*TEXT BLOCK*.

>> begin

In the immortal words of a positivity guide I saw on Etsy: shit's fucked.

I cannot think of a worse stretch of years.  I understand that being a human is hard, that life isn't meant to be sunshine and roses, that you take the good, you take the bad, you take them both and there you have the facts of life. The facts of life. I get it. I just can't help but wonder when the good will come back around.

My job is as fulfilling as it is heartbreaking most days, but the crush of work has been nearly unbearable lately, and most of my students have no interest in learning anything. The majority of them want to show up, do the bare minimum, and be handed an A on a silver platter. When I suggest they work, read, learn, they scoff and tell me none of their other teachers cares this much, so what is my problem.  Indeed. What IS my problem?

I guess my problem is that I want the world to be good. I want the people I care for to be happy. I want the minds I encounter to be open and ready for new information. I want to see goodness in the world and to feel a deep sense of gratitude for my part in a universe that allows me to love this much. My problem is that I care more than nearly every one I know about almost everything.

And so at night, surrounded by books that serve as my most frequent companions these days, I am discovering a troubling truth about myself. I don't mind solace in the least, but I am not made for so much isolation. I need to share my life, my heart, my need to care. I need that, and yet I cannot seem to find a way to do it that doesn't potentially break my heart. And there it is, the fact we all want to avoid: vulnerability is the only real road to intimacy and connection, but being vulnerable can terrify us away from the very relationships that yield said intimacy and connection.

Tonight I say a prayer for all of us waiting on the sun, trying to believe in a tomorrow brighter than today, offering our open hands towards the sky that they may be filled with so much hope and promise.

1 comment:

  1. I feel the same way. I've always been an introvert, and part-time work filled any social needs I had. Learning to work alone, from home, has been such an eye-opener for me (a game changer too, while I'm on cliches).

>> end

*GIVEN PROBLEM 1*. Turn the listing, from its first line up to and including the line with "Draw the outline", into a Markdown table with the columns Row and Listing line. Leave out blank lines.

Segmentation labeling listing
>> begin

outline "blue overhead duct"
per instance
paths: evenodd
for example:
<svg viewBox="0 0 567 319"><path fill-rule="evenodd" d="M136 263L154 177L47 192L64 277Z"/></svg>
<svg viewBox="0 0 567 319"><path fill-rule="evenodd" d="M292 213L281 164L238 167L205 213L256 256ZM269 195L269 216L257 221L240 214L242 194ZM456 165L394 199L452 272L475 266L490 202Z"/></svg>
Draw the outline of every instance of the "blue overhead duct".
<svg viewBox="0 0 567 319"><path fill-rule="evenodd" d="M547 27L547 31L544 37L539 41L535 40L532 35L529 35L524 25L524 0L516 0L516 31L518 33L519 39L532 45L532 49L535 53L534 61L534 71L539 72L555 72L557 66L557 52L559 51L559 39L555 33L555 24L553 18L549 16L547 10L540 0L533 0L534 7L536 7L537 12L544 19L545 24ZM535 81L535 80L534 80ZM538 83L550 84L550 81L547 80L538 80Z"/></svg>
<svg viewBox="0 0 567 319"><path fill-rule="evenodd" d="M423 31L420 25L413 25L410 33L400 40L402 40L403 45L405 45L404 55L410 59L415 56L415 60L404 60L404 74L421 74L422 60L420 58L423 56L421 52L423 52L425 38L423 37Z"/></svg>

>> end

*GIVEN PROBLEM 2*. Set down the blog post word for word, from "Tonight I say" up to and including "I'm on cliches).".

*FULL ANSWER 1*.
| Row | Listing line |
|---|---|
| 1 | outline "blue overhead duct" |
| 2 | per instance |
| 3 | paths: evenodd |
| 4 | for example: |
| 5 | <svg viewBox="0 0 567 319"><path fill-rule="evenodd" d="M136 263L154 177L47 192L64 277Z"/></svg> |
| 6 | <svg viewBox="0 0 567 319"><path fill-rule="evenodd" d="M292 213L281 164L238 167L205 213L256 256ZM269 195L269 216L257 221L240 214L242 194ZM456 165L394 199L452 272L475 266L490 202Z"/></svg> |
| 7 | Draw the outline of every instance of the "blue overhead duct". |

*FULL ANSWER 2*.
Tonight I say a prayer for all of us waiting on the sun, trying to believe in a tomorrow brighter than today, offering our open hands towards the sky that they may be filled with so much hope and promise.

1 comment:

  1. I feel the same way. I've always been an introvert, and part-time work filled any social needs I had. Learning to work alone, from home, has been such an eye-opener for me (a game changer too, while I'm on cliches).